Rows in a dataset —
┌────────

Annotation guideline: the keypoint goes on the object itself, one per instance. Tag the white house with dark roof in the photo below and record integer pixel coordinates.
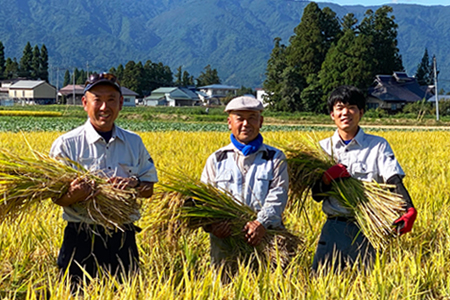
(216, 92)
(392, 92)
(33, 92)
(72, 92)
(172, 96)
(129, 97)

└────────

SHORT PROBLEM —
Rewrite the rows above with "dark roof" switched to "red roof" and everything else unchanged. Leave the pictures out.

TASK RESULT —
Annotation guideline: the keypoint goes on the object itself, one per instance. Tag the white house with red roof in the photo below and record integer pixel coordinates.
(216, 92)
(392, 92)
(33, 92)
(72, 92)
(172, 96)
(129, 97)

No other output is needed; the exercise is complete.